BEGIN

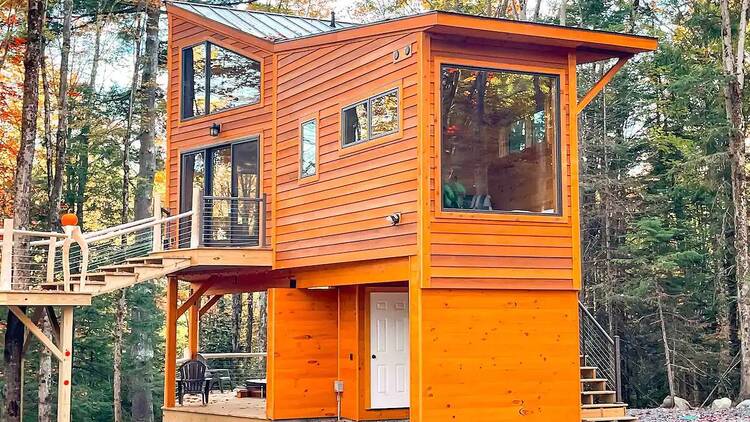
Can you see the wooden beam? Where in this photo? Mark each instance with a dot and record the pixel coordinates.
(596, 89)
(35, 318)
(65, 375)
(211, 302)
(170, 349)
(54, 322)
(36, 331)
(194, 297)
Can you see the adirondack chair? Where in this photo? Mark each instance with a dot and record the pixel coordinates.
(193, 380)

END

PROBLEM REQUIREMENTS: Please copy every line of the records above word for word, leaving out the pictures.

FINISHED EXERCISE:
Can you see the wooden beam? Where in this photo? Mark each instance with a dot and record the pixel coordinates.
(596, 89)
(35, 318)
(65, 375)
(211, 302)
(170, 349)
(54, 322)
(36, 331)
(194, 297)
Can you see the adirondack chair? Where in this photo? Mark each instance with a dot and record the pixel coordinates.
(193, 380)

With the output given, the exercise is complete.